Alemtuzumab, also known as Lemtrada, can be used to treat NHS patients after it was ruled to be good value for money, despite a £56,000 price tag.
An estimated 9,500 people in Scotland who have the more common relapsing remitting form of MS will become eligible to access the drug following the decision by the Scottish Medicines Consortium (SMC).
Scotland has the highest prevalence of MS in the world, with more than 11,000 people living with the condition.
Originally developed as a cancer treatment, alemtuzumab has been shown to reduce the frequency and severity of relapses, during which patients experience episodes of worsening neurological symptoms over a sustained period. The episodes can last weeks or months, may require hospital treatment and leave lingering health problems.
Trials have shown that the drug also slows down progression of physical disability and offers added convenience to patients, who receive five infusions on consecutive days before returning a year later for three more daily doses, rather than an ongoing regime of injections.
Dr Belinda Weller, a consultant neurologist at the Western General Hospital in Edinburgh, said that while patients would continue to be monitored closely, some would never need another alemtuzumab treatment following the first two courses.
"This is a highly effective drug," she said. "It's up there with the most effective treatments we've got. It might not be for everybody and it comes with potential side effects, but it's another option. Scotland has one of the highest MS prevalence rates in the world, so any new development is important.
——
*What to work on*:
[1] Render into French this sentence from the text on alemtuzumab: "Scotland has the highest prevalence of MS in the world, with more than 11,000 people living with the condition."
[2] Based on the text on alemtuzumab, mark each statement yes or no and quote the deciding words: (a) Alemtuzumab was first developed to treat MS. (b) Patients start with five infusions on consecutive days. (c) About 9,500 people in Scotland will become eligible for the drug.
——
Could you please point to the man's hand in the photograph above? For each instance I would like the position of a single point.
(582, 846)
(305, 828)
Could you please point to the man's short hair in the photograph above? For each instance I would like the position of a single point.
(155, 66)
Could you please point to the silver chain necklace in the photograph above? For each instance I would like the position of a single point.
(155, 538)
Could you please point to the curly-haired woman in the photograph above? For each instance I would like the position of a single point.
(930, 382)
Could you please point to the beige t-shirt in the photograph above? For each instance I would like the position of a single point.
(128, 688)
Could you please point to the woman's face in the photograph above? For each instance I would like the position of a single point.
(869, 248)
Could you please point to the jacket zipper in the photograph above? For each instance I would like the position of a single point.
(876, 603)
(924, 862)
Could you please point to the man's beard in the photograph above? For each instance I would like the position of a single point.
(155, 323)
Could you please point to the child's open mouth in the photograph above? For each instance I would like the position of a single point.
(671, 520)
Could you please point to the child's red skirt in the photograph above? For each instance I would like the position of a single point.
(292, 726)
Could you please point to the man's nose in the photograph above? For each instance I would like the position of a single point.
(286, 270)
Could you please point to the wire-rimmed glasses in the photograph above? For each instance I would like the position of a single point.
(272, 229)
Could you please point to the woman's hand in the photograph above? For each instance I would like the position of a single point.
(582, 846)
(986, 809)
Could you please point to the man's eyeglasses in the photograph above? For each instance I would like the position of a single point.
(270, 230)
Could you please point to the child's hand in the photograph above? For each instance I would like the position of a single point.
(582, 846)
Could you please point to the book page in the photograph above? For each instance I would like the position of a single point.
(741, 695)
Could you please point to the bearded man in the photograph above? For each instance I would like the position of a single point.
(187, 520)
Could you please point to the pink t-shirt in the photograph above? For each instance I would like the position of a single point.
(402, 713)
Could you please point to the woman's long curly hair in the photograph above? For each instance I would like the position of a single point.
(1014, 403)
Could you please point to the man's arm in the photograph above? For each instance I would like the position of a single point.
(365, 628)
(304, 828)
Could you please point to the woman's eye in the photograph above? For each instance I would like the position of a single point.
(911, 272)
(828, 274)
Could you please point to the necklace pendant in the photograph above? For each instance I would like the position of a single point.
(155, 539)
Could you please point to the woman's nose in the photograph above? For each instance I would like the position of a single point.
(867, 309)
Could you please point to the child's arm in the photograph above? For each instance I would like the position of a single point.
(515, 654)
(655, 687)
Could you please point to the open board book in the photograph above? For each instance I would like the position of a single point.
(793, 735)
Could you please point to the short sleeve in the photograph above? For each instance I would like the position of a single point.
——
*Responses per task*:
[1] L'Écosse présente la prévalence de la SEP la plus élevée au monde, avec plus de 11 000 personnes vivant avec cette maladie.

[2]
(a) No: "Originally developed as a cancer treatment"
(b) Yes: "who receive five infusions on consecutive days"
(c) Yes: "An estimated 9,500 people in Scotland who have the more common relapsing remitting form of MS will become eligible to access the drug"